[Görev Seti]
1) Hisarcıklıoğlu ile Eker'in konuşmalarını aktaran metne dayanarak şu soruları cevaplayınız:
(a) Hisarcıklıoğlu'na göre Almanya ile Fransa arasındaki barışın mimarları kimlerdi?
(b) Hisarcıklıoğlu, Diyarbakır'ın önümüzdeki yıl ne olacağını söylemektedir?
(c) Eker'e göre birinci sıradaki ihtiyaç nedir?
2) Hisarcıklıoğlu ile Eker'in konuşmalarını aktaran metni kaldığı yerden sürdürünüz.

[Seçilen Metin]
============

HİSARCIKLIOĞLU: BARIŞIN MİMARI İŞ ADAMLARIDIR
TOBB Başkanı Rifat Hisarcıklıoğlu, Başbakan Erdoğan'ın ekonomoyi ne kadar yatkın olduğunu herkesin bildiğini belirterek, "Huzur olmadan ticaret olmaz. Zengin olmak istiyorsak ticaretin önünü açacağız. Ticaret tek bir şey ister o da huzur ister. Çözüm süreci ile başlayan bu hedefi ve hırsı dün akşam ben gördüm. Son dönemde gelmeyen ilgi 1 ayda müthiş arttığını hep beraber görüyoruz. Çözüm sürercinde daha çok görev bize düşüyor. Aslında dünyada barışın mimarları siyasetçiler görünse de aslında barışın mimarları iş adamlarıdır. Almanya -Fransa arasındaki barışın mimarları yine işadamlarıydı. Diyarbakır önümüzdeki yıl bölgenin lojistik merkezi olacaktır. Bu bölgede girişimcilik ruh var" diye konuştu.
EKER:GÖZ YAŞI HEPİMİZİN
Katılımcıları Türkçe ve Kürtçe selamlayarak konuşmasına başlayan Gıda Tarım ve Hayvancılık Bakanı Mehdi Eker, huzurun işin başı olduğunu belirtti. Türkiye'nin demokratikleşme ve sivilleşme yolu ile Kürt meselesini barış içinde çözmesinin bir çok alanda yeni ufuklar açacağını belirten Eker, "Türkiye'nin insanlarla, birbiriyle sorunu yok. Türkiye'nin düzeninin ve sisteminin vatandaşlarıyla sorunu vardır. Bizim sistemimiz içinde bir yara büyüttü. Bir yara geliştirdi. Bir sorun büyüttü. Yara kapalı ve hissedilmiyordu sadece sızı var ama görünmüyor. Dünya değişti, 85'den itibaren yara 30 yıldır kanamalı bir şekilde büründü. 30 yıllık kanayan süreç Türkiye'yla birlikte Diyarbakır'ın da kan kaybetmesine neden oldu. Gözyaşı hepimizin gözyaşı. Buna son verilmesi gerekiyordu, Türkiye kendi yarasını tedavi edebilecek olgunluğu dosta düşmana göstermek durumundaydı. Birinci sıradaki ihtiyaç güvenliktir, güvenliği olmadığı sürece varlığınız olmaz. Eğer o problem varsa siz teşvik vergi indirimi ve diğer uygulamalardan arzu edilen neticeyi alamazsınız. Atılan adımlarlar bölge illerinde güvenlik duygusunun durumuna göre farklı uygulamalara konu oldu. 6 ay sonunda değerlendirme yapmamız gerekecek" dedi.

============

Nokta işaretleme kayıtları:
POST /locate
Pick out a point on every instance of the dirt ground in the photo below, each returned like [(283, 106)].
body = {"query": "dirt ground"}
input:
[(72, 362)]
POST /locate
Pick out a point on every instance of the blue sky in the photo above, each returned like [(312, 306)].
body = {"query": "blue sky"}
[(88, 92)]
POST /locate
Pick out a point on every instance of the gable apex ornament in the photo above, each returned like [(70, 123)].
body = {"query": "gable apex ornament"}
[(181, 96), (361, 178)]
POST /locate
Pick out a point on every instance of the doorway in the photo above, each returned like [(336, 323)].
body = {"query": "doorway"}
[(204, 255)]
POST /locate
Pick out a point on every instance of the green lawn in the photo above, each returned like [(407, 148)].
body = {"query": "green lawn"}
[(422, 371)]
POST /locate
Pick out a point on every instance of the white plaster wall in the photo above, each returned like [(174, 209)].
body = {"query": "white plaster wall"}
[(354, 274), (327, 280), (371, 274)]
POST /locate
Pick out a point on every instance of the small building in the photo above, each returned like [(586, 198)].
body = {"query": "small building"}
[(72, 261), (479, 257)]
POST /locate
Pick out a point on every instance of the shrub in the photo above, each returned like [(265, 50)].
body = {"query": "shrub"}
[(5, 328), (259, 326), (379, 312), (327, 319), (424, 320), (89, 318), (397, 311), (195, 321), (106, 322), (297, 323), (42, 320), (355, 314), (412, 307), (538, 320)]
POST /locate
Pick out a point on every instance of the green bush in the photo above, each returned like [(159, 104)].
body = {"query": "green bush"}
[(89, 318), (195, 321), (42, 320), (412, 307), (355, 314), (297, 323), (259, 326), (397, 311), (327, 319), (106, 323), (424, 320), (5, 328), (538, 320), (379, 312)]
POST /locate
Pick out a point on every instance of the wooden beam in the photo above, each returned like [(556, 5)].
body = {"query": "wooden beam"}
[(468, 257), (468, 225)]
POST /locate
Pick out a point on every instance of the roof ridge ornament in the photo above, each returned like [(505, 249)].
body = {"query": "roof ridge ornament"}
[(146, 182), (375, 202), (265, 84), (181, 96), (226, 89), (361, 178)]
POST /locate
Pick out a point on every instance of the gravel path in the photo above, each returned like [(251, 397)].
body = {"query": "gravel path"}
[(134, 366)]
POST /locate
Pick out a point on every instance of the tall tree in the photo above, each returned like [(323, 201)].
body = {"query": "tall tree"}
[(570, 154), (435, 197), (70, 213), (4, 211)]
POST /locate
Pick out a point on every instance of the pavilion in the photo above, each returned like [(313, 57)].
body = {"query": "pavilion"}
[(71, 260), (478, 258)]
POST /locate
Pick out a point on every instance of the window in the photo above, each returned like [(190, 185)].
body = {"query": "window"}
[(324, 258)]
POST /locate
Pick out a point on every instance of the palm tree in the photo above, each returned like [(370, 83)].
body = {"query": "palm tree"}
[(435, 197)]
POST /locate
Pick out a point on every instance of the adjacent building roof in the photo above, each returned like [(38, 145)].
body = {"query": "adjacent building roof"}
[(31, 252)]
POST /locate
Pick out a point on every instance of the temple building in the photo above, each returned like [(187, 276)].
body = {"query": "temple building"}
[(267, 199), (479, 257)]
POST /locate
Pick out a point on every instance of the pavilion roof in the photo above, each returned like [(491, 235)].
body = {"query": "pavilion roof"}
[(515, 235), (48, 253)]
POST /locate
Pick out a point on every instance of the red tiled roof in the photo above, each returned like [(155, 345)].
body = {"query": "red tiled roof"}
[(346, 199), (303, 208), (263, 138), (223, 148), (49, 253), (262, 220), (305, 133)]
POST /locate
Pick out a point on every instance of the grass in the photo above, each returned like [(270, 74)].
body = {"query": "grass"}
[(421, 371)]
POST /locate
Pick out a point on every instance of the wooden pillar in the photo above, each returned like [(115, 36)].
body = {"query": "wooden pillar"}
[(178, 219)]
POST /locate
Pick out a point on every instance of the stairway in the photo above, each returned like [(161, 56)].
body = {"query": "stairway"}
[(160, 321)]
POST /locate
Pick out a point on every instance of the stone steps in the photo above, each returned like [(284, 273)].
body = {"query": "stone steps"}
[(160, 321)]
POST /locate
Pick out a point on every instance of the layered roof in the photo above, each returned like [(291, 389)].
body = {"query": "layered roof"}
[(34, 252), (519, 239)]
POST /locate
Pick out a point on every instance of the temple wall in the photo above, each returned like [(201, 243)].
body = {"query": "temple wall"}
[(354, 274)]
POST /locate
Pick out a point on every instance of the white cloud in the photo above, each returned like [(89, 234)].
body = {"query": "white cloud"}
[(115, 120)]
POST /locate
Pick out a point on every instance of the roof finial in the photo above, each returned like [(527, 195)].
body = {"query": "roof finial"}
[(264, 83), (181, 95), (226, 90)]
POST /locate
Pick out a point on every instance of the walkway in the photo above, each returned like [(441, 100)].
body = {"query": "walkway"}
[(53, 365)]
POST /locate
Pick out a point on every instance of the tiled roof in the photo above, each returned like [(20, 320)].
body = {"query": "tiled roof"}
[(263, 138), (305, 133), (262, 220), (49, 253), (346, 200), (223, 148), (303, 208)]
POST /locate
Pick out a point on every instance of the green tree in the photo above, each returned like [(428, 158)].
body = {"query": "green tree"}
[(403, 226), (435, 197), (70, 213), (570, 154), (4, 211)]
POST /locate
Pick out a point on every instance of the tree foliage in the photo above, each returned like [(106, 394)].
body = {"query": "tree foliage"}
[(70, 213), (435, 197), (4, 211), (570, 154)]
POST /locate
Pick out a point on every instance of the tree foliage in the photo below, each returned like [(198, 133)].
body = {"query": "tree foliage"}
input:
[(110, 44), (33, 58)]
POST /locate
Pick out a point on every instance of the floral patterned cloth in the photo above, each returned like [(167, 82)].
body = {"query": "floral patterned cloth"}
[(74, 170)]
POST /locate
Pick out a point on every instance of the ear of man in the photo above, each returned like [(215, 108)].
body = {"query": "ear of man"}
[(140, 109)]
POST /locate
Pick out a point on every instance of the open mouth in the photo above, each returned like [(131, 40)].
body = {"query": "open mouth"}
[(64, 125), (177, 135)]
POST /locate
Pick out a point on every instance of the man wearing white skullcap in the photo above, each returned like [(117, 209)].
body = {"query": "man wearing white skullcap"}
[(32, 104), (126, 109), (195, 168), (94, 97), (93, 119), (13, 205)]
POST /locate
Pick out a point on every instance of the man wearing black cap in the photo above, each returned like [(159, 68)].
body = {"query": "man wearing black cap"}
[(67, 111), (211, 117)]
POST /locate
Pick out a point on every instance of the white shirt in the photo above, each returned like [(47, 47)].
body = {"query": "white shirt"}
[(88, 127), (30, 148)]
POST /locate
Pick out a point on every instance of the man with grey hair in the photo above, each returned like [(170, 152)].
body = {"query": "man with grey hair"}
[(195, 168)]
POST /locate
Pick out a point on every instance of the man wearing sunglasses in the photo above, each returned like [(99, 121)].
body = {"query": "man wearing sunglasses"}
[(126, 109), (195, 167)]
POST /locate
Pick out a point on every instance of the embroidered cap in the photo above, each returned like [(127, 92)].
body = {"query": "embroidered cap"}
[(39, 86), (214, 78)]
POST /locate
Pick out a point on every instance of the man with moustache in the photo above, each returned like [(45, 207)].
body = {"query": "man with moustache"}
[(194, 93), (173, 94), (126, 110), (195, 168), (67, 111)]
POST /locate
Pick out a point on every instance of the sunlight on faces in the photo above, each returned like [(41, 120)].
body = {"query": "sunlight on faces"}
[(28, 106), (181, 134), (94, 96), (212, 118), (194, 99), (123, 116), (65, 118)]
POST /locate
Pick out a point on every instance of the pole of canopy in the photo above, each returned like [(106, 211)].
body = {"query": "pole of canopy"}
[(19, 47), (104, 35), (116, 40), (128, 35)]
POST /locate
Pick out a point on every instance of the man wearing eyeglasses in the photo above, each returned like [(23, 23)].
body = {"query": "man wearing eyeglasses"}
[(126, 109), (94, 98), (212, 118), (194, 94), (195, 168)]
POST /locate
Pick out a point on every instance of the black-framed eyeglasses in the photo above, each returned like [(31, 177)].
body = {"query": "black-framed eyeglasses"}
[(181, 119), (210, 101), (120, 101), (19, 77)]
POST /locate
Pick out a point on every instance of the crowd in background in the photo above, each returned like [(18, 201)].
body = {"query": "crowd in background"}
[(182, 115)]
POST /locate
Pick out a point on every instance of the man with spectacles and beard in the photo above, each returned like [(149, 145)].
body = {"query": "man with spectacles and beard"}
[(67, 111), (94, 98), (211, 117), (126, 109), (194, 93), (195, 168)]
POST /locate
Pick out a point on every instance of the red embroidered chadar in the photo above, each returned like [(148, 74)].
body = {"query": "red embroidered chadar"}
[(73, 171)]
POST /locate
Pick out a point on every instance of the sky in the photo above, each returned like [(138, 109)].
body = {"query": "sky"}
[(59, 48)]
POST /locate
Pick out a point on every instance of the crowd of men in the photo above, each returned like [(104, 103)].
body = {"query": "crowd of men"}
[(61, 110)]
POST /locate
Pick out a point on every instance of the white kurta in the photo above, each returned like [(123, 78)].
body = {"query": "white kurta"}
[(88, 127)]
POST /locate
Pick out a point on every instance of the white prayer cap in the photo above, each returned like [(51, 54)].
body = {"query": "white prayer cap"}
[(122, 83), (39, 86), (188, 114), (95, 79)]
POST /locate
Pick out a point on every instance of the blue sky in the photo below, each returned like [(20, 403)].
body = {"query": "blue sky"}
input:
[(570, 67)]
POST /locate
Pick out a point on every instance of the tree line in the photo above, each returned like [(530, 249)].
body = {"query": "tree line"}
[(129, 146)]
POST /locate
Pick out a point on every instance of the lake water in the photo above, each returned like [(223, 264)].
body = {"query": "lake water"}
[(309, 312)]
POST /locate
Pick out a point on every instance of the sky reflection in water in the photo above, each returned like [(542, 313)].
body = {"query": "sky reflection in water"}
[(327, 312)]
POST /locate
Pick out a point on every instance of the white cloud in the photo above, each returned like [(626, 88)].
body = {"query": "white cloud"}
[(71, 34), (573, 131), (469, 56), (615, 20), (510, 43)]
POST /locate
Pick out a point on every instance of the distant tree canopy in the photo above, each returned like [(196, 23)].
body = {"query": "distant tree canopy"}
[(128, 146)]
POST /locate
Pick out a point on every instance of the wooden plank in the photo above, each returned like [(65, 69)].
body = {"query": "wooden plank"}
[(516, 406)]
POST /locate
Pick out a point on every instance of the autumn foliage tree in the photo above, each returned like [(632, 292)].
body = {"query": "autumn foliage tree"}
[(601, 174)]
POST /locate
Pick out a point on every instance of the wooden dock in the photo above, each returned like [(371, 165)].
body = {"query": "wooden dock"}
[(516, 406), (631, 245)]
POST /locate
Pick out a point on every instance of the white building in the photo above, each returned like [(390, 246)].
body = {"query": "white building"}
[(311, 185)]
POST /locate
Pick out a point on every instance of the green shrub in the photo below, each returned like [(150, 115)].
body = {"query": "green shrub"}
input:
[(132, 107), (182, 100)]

============

[Alıştırma Yanıtları]
1)
(a) İşadamları.
(b) Bölgenin lojistik merkezi.
(c) Güvenlik.

2)
ÇAĞLAYAN'DAN KÜRTÇE SELAM
Ekonomi Bakanı Zafer Çağlayan, salondakileri Kürtçe selamlayarak, "Ben de bu yörenin bir evladıyım Muşluyum, Kürdüm" dedi. Geçtiğimiz ay Başkan Baydemiri' arayarak toplantıya çağırdığını anlatan Çağlayan, "20 sinde misafiriniz olacağım. Kendisine gelin konuşma yapın dedim, kabul etti çok teşekkür ediyorum. Ben hesap vermeye geldim. Teşvik sisteminde 1 yılda yapmış olduğumuz sistemle Türkiye nerden, nereye geldi onları paylaşacağım. Teşvik sistemi STÖ'lerin eseri. Siz istediniz biz yaptık. Çözüm sürecinin hastası olarak bu teşvik sistemi diğerlerinden farklı oldu. Yatırımcı barışa bakar, demir yoluna bakar. Çözüm sürecinin konuşulması ile birilikte huzurun ne olduğunu daha iyi kavramış olacağız. Çözüm sürecini bir Kürt vatandaşı olarak çok önemsiyorum. Keşke 10 yıl önce başlasaydı. Başlatanın elinden öpseydim. Bu bir siyasi duruşla yapılacak bir iştir. Türkiye'de, Kürdün ne kadar hakkı varsa Türkün o kadar hakkı var. Sünni'nin neyse Alevinin de odur. Malazgirt 1071 kardeşliğin başlandığı tarihtir. Malazgirtte Kürdün, Türkün kardeşliği 1071'de başlamıştır. İster Türk ve Kürt olsun, yeter ki bu ülkenin beraberliğinden yana olsun, hepsi bizim başımızın üstünde yeri var. Çözüm süreci bunları bize sağlamaya başladı. Süreçle birlikte yatırımlar sel gibi akmaya başladı" dedi.
"BANKALARI AHLAKA, EDEBE DAVET EDİYORUM"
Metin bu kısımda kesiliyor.